## Problem to work on
Starting from the line containing "target: red flower", write out every remaining line exactly, the last one included.

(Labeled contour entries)
________________
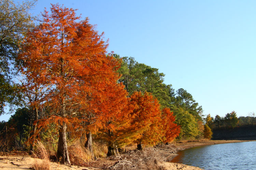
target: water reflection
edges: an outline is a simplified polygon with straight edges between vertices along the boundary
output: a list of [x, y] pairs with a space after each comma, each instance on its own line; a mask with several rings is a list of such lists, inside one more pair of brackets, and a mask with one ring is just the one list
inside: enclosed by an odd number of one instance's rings
[[256, 169], [256, 141], [193, 148], [179, 152], [172, 162], [204, 169]]

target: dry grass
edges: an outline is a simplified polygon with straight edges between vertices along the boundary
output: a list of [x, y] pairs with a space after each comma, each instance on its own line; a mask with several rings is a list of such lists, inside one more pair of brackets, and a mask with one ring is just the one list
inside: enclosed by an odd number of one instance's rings
[[71, 145], [68, 147], [69, 153], [69, 159], [71, 164], [80, 165], [82, 163], [91, 160], [90, 153], [84, 148], [84, 143], [79, 140], [72, 142]]
[[50, 159], [48, 152], [45, 148], [40, 142], [37, 140], [36, 154], [34, 156], [36, 158], [42, 159], [39, 161], [35, 159], [35, 162], [32, 165], [32, 169], [34, 170], [50, 170], [51, 169]]

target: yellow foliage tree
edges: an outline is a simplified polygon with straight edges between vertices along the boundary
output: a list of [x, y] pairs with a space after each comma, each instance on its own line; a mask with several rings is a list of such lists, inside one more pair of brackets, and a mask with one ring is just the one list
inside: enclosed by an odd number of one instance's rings
[[204, 130], [203, 130], [203, 135], [204, 138], [211, 139], [212, 137], [212, 132], [209, 126], [207, 124], [204, 125]]

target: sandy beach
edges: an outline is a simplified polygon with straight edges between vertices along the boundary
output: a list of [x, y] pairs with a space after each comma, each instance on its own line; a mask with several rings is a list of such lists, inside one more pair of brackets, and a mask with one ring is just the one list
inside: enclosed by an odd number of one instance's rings
[[[243, 142], [251, 140], [211, 140], [205, 139], [200, 140], [184, 140], [173, 142], [168, 145], [162, 144], [154, 147], [147, 148], [148, 151], [152, 153], [157, 153], [165, 158], [164, 161], [157, 162], [159, 167], [166, 170], [200, 170], [199, 168], [188, 165], [170, 163], [171, 159], [177, 155], [176, 153], [180, 151], [193, 147], [203, 145], [214, 144], [228, 143]], [[39, 159], [31, 157], [27, 155], [22, 154], [15, 155], [8, 154], [4, 153], [3, 156], [0, 156], [0, 169], [6, 170], [30, 169], [35, 163], [40, 163], [43, 161]], [[118, 160], [120, 162], [120, 160]], [[74, 165], [68, 166], [61, 165], [56, 163], [51, 162], [50, 166], [52, 170], [88, 170], [88, 169], [106, 169], [107, 167], [110, 167], [116, 164], [116, 160], [111, 160], [108, 158], [102, 158], [90, 163], [89, 167], [82, 167]], [[101, 168], [100, 166], [105, 165]], [[138, 169], [134, 168], [134, 169]]]

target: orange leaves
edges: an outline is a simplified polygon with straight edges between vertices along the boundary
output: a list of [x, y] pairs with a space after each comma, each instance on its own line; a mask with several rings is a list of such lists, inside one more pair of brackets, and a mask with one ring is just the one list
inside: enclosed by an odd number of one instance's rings
[[180, 134], [180, 126], [174, 123], [175, 116], [171, 112], [169, 108], [164, 108], [162, 111], [162, 123], [163, 126], [163, 142], [172, 141]]

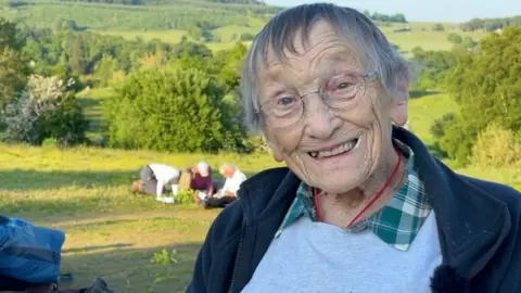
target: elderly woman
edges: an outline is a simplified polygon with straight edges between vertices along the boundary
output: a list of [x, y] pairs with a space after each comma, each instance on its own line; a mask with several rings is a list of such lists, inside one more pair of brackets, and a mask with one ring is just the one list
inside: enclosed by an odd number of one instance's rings
[[242, 183], [188, 292], [521, 292], [521, 194], [455, 174], [401, 127], [407, 67], [352, 9], [264, 27], [243, 104], [289, 168]]

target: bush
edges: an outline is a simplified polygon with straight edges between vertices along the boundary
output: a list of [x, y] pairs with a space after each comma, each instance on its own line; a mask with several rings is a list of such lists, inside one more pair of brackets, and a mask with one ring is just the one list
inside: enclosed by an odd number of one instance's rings
[[85, 142], [88, 124], [75, 92], [69, 90], [74, 86], [71, 81], [30, 76], [26, 89], [5, 106], [3, 139], [34, 145], [48, 138], [62, 146]]
[[445, 128], [456, 119], [456, 113], [450, 112], [434, 120], [429, 128], [429, 132], [435, 138], [441, 139], [445, 135]]
[[[437, 127], [431, 131], [436, 132]], [[439, 139], [439, 146], [444, 154], [465, 166], [469, 163], [472, 154], [472, 146], [478, 136], [478, 127], [472, 122], [463, 119], [460, 115], [450, 117], [446, 115], [442, 124], [442, 132]], [[437, 148], [437, 145], [435, 145]]]
[[472, 148], [472, 164], [480, 167], [521, 167], [521, 141], [512, 130], [488, 125]]
[[218, 152], [242, 144], [244, 137], [233, 126], [238, 113], [225, 101], [224, 85], [190, 64], [143, 69], [125, 80], [104, 103], [111, 146]]

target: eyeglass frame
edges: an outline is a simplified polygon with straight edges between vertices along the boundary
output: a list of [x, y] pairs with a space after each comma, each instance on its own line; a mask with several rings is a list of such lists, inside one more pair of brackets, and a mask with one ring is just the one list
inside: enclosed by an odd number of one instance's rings
[[[366, 81], [366, 78], [378, 77], [378, 72], [377, 72], [377, 71], [371, 71], [371, 72], [366, 72], [366, 73], [363, 73], [363, 74], [359, 74], [359, 75], [361, 76], [361, 79], [364, 80], [364, 84], [365, 84], [365, 82], [367, 82], [367, 81]], [[367, 89], [367, 87], [366, 87], [366, 89]], [[301, 94], [301, 95], [298, 97], [298, 99], [302, 101], [302, 112], [301, 112], [301, 114], [298, 114], [298, 115], [300, 115], [298, 119], [296, 119], [294, 123], [291, 123], [291, 124], [289, 124], [289, 125], [284, 125], [284, 126], [281, 126], [281, 127], [274, 127], [274, 126], [268, 126], [268, 125], [266, 124], [266, 119], [263, 118], [264, 125], [266, 125], [266, 127], [268, 127], [268, 128], [270, 128], [270, 129], [282, 129], [282, 128], [290, 127], [290, 126], [293, 126], [293, 125], [297, 124], [298, 122], [301, 122], [302, 117], [304, 117], [304, 113], [306, 112], [306, 111], [305, 111], [305, 107], [304, 107], [305, 103], [304, 103], [304, 101], [303, 101], [302, 99], [304, 99], [304, 98], [306, 98], [306, 97], [308, 97], [308, 95], [310, 95], [310, 94], [314, 94], [314, 93], [317, 93], [318, 97], [320, 97], [320, 99], [322, 100], [322, 102], [326, 103], [330, 109], [343, 109], [343, 107], [344, 107], [344, 106], [341, 106], [341, 107], [333, 107], [333, 106], [331, 106], [331, 105], [327, 102], [327, 100], [330, 99], [330, 98], [329, 98], [329, 94], [327, 94], [327, 93], [325, 92], [322, 86], [319, 86], [317, 90], [306, 92], [306, 93]], [[358, 93], [359, 93], [359, 92], [356, 92], [356, 94], [358, 94]], [[355, 95], [356, 95], [356, 94], [355, 94]], [[256, 113], [257, 113], [258, 115], [260, 115], [260, 116], [265, 116], [266, 113], [263, 112], [262, 109], [263, 109], [263, 105], [260, 105], [259, 110], [256, 111]]]

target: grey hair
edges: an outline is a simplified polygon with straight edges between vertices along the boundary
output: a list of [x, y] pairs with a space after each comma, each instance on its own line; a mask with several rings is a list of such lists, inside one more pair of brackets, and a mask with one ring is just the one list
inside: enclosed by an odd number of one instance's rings
[[263, 130], [259, 95], [259, 77], [266, 67], [267, 52], [281, 62], [288, 52], [296, 54], [294, 38], [302, 34], [304, 46], [309, 43], [309, 31], [320, 20], [327, 21], [335, 33], [363, 58], [364, 64], [376, 71], [383, 88], [396, 93], [398, 80], [408, 78], [407, 61], [393, 48], [377, 25], [363, 13], [330, 3], [302, 4], [276, 15], [256, 36], [242, 71], [241, 92], [245, 123], [250, 130]]

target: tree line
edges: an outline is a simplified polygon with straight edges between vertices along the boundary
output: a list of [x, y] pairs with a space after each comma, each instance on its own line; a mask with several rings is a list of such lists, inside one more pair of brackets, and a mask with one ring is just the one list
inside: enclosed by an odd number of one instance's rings
[[460, 165], [521, 167], [521, 27], [492, 33], [478, 47], [457, 44], [412, 50], [422, 65], [416, 89], [446, 91], [458, 105], [431, 126], [433, 149]]
[[[82, 4], [81, 4], [82, 3]], [[52, 27], [53, 18], [74, 20], [82, 28], [90, 29], [189, 29], [194, 20], [204, 20], [212, 28], [239, 25], [249, 26], [252, 17], [263, 20], [278, 9], [267, 5], [231, 5], [207, 2], [181, 2], [175, 7], [156, 5], [114, 5], [90, 4], [86, 2], [42, 1], [33, 3], [37, 9], [15, 9], [12, 13], [0, 15], [23, 20], [24, 23], [38, 27]]]
[[3, 141], [91, 143], [76, 98], [86, 85], [112, 86], [103, 105], [104, 143], [178, 152], [251, 152], [241, 120], [242, 43], [214, 54], [178, 44], [126, 41], [87, 31], [16, 28], [0, 22], [0, 129]]
[[[422, 66], [414, 87], [446, 91], [459, 109], [432, 125], [433, 150], [461, 165], [521, 164], [521, 27], [492, 33], [472, 47], [458, 44], [411, 52]], [[88, 85], [115, 89], [103, 104], [105, 145], [176, 152], [262, 146], [241, 126], [237, 87], [246, 48], [240, 42], [213, 53], [188, 39], [128, 41], [1, 21], [0, 50], [4, 140], [88, 143], [75, 98]], [[496, 149], [493, 141], [499, 141]]]
[[386, 15], [386, 14], [381, 14], [381, 13], [370, 13], [369, 11], [364, 11], [364, 14], [371, 18], [372, 21], [376, 22], [381, 22], [381, 23], [407, 23], [407, 20], [405, 18], [405, 15], [403, 13], [396, 13], [394, 15]]
[[507, 26], [521, 26], [521, 15], [503, 18], [472, 18], [466, 23], [460, 24], [461, 30], [474, 31], [494, 31], [496, 29], [503, 29]]

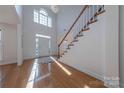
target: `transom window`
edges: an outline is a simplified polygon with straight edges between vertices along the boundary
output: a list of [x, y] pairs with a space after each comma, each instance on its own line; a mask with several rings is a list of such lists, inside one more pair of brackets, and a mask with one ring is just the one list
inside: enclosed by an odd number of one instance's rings
[[40, 11], [34, 10], [34, 22], [52, 27], [52, 18], [48, 16], [47, 11], [44, 9], [41, 9]]

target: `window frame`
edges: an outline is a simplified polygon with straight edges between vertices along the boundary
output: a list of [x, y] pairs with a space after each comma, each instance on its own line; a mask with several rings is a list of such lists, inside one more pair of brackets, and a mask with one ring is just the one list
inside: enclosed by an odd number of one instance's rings
[[34, 10], [33, 14], [35, 23], [52, 28], [52, 17], [48, 15], [48, 12], [45, 9], [41, 8], [39, 11]]

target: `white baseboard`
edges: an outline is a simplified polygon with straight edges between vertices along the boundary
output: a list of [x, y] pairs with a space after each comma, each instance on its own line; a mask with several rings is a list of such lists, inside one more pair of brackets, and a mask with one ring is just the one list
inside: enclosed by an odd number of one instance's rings
[[119, 80], [105, 80], [104, 85], [108, 88], [119, 88]]
[[0, 62], [0, 65], [7, 65], [7, 64], [13, 64], [13, 63], [17, 63], [16, 58], [3, 60], [3, 61]]
[[121, 88], [124, 88], [124, 83], [120, 83], [120, 87]]

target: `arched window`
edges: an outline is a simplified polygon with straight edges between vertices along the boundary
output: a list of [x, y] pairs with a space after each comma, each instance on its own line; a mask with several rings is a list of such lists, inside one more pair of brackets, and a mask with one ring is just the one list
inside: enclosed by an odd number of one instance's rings
[[34, 22], [52, 27], [52, 18], [45, 9], [40, 9], [40, 11], [34, 10]]

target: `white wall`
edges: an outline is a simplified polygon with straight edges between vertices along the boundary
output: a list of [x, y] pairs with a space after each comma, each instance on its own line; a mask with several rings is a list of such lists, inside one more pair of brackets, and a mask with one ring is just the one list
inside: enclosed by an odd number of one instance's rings
[[[44, 8], [42, 5], [29, 5], [24, 6], [23, 9], [23, 54], [24, 59], [30, 59], [35, 57], [35, 35], [43, 34], [47, 36], [51, 36], [51, 44], [52, 44], [52, 55], [57, 54], [57, 41], [56, 41], [56, 15], [48, 8], [45, 8], [48, 11], [49, 16], [52, 17], [53, 21], [53, 27], [49, 28], [48, 31], [46, 31], [46, 28], [41, 25], [33, 22], [33, 10], [40, 8]], [[43, 47], [44, 46], [43, 42]]]
[[105, 6], [105, 10], [60, 60], [103, 80], [108, 87], [119, 87], [119, 10], [118, 6]]
[[22, 49], [22, 23], [23, 23], [23, 7], [21, 5], [16, 5], [16, 14], [18, 18], [17, 24], [17, 63], [21, 65], [23, 63], [23, 49]]
[[17, 28], [16, 25], [0, 24], [3, 29], [3, 61], [1, 64], [17, 62]]
[[[57, 14], [57, 36], [58, 42], [61, 41], [65, 33], [69, 30], [73, 22], [76, 20], [83, 5], [60, 5]], [[66, 29], [66, 31], [64, 31]]]
[[120, 6], [120, 34], [119, 34], [119, 54], [120, 54], [120, 86], [124, 87], [124, 6]]
[[0, 5], [0, 23], [17, 23], [17, 16], [14, 5]]

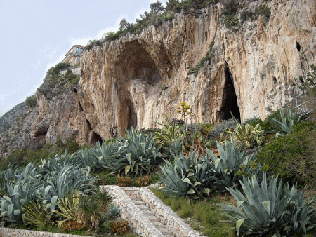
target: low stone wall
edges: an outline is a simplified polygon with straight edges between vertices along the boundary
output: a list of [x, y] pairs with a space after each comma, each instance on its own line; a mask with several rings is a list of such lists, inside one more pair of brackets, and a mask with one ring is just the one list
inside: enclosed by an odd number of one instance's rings
[[50, 232], [41, 232], [28, 231], [26, 229], [0, 228], [0, 236], [1, 237], [82, 237], [67, 233], [58, 233]]
[[121, 218], [129, 222], [133, 232], [143, 237], [164, 236], [120, 187], [106, 185], [100, 189], [106, 190], [114, 197], [113, 204], [119, 209]]

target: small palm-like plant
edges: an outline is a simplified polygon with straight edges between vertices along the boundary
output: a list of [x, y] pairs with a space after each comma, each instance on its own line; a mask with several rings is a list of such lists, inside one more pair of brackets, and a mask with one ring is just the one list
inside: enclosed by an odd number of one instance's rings
[[76, 209], [79, 205], [81, 196], [81, 194], [78, 190], [70, 189], [69, 192], [65, 194], [63, 198], [58, 198], [57, 205], [59, 210], [54, 210], [52, 212], [56, 213], [62, 219], [57, 221], [59, 228], [61, 228], [62, 224], [67, 221], [81, 222], [76, 215]]
[[114, 205], [111, 205], [107, 209], [107, 218], [109, 219], [115, 219], [119, 215], [119, 210]]
[[289, 107], [287, 108], [286, 116], [284, 116], [283, 108], [280, 109], [279, 113], [281, 114], [281, 121], [272, 118], [272, 121], [280, 129], [279, 131], [275, 132], [277, 136], [284, 136], [289, 133], [291, 130], [293, 126], [300, 122], [302, 118], [307, 114], [307, 113], [300, 113], [294, 116], [291, 112]]
[[30, 223], [35, 226], [46, 226], [51, 223], [51, 217], [53, 212], [49, 210], [50, 208], [54, 210], [54, 205], [50, 203], [45, 205], [39, 199], [30, 201], [25, 205], [22, 205], [23, 222], [25, 224]]

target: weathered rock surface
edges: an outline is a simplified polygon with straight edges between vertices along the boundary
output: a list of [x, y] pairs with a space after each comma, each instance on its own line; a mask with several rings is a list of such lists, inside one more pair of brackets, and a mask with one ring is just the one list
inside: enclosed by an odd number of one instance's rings
[[[253, 12], [266, 4], [270, 17], [242, 24], [240, 10], [239, 25], [229, 26], [218, 4], [86, 51], [79, 86], [51, 100], [38, 93], [39, 106], [22, 125], [25, 138], [11, 147], [39, 147], [73, 133], [89, 143], [131, 126], [156, 127], [166, 115], [180, 118], [182, 101], [192, 106], [194, 123], [227, 119], [230, 111], [242, 121], [264, 118], [301, 93], [299, 76], [316, 64], [316, 3], [244, 2], [243, 10]], [[211, 63], [189, 74], [210, 45]]]
[[[315, 2], [268, 4], [270, 19], [259, 15], [234, 29], [220, 23], [220, 4], [198, 18], [178, 15], [172, 22], [149, 27], [96, 47], [84, 55], [80, 100], [93, 129], [103, 138], [130, 126], [154, 127], [165, 115], [176, 118], [185, 100], [195, 123], [264, 118], [301, 91], [299, 75], [315, 62]], [[213, 40], [211, 69], [188, 75]]]

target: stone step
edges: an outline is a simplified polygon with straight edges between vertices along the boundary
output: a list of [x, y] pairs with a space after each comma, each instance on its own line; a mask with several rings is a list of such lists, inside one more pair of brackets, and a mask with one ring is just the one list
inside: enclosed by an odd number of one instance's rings
[[164, 236], [174, 237], [171, 231], [166, 228], [166, 226], [161, 222], [161, 220], [154, 215], [154, 213], [150, 210], [150, 208], [146, 206], [146, 203], [142, 201], [140, 195], [135, 195], [135, 194], [132, 194], [129, 190], [126, 191], [125, 191], [128, 194], [129, 198], [133, 200], [135, 205], [136, 205], [137, 207], [143, 212], [144, 216], [152, 223], [152, 224]]

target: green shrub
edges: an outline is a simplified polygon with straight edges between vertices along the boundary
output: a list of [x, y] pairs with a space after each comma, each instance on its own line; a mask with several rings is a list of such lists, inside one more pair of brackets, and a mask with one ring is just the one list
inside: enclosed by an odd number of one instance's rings
[[293, 182], [308, 183], [315, 180], [315, 160], [310, 142], [316, 139], [315, 124], [305, 121], [294, 125], [292, 131], [279, 137], [257, 154], [269, 172]]
[[228, 120], [223, 120], [220, 123], [214, 124], [213, 129], [211, 131], [211, 137], [212, 138], [216, 138], [225, 130], [231, 128], [235, 128], [236, 123], [234, 119], [230, 118]]
[[25, 99], [25, 103], [28, 107], [29, 107], [31, 108], [36, 107], [37, 105], [37, 96], [35, 95], [33, 95], [27, 97]]

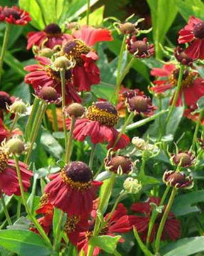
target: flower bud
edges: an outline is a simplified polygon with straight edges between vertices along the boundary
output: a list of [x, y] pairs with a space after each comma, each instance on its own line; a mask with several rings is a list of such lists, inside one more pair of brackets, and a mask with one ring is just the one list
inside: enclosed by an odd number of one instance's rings
[[123, 188], [126, 192], [136, 194], [141, 190], [142, 185], [137, 178], [128, 177], [123, 183]]
[[65, 56], [60, 56], [54, 61], [53, 66], [57, 71], [67, 70], [73, 68], [73, 63]]
[[41, 88], [38, 92], [38, 96], [42, 100], [50, 102], [55, 101], [59, 98], [57, 92], [51, 86]]
[[144, 151], [148, 149], [148, 143], [143, 139], [135, 137], [132, 138], [132, 143], [139, 150]]
[[9, 154], [21, 154], [25, 151], [25, 144], [18, 138], [11, 138], [6, 142], [5, 148]]
[[129, 174], [133, 170], [133, 163], [128, 156], [108, 153], [105, 159], [106, 168], [118, 174]]
[[193, 186], [192, 176], [186, 176], [183, 172], [176, 171], [166, 171], [163, 175], [163, 181], [167, 186], [176, 188], [191, 188]]
[[66, 107], [64, 110], [65, 114], [67, 114], [70, 117], [81, 117], [84, 112], [85, 107], [79, 103], [72, 103]]
[[9, 107], [9, 110], [16, 114], [24, 114], [26, 112], [26, 105], [21, 100], [16, 100]]
[[135, 25], [130, 22], [125, 22], [123, 24], [119, 25], [119, 30], [123, 34], [130, 34], [135, 31]]

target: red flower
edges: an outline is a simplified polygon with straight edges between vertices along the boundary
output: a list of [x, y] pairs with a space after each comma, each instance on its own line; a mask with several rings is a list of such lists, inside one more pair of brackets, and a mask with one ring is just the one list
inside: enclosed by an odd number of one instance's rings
________________
## Solution to this problem
target: red flower
edges: an outline is a simplified polygon with straight edges between vertices along the boundary
output: a list of [x, y] pairs with a space after each comma, each instance on its own line; a mask with several rings is a list of such lists, inside one more pair of brackets, and a mask with one ring is just the one list
inside: enclosed by an odd number of one instance's rings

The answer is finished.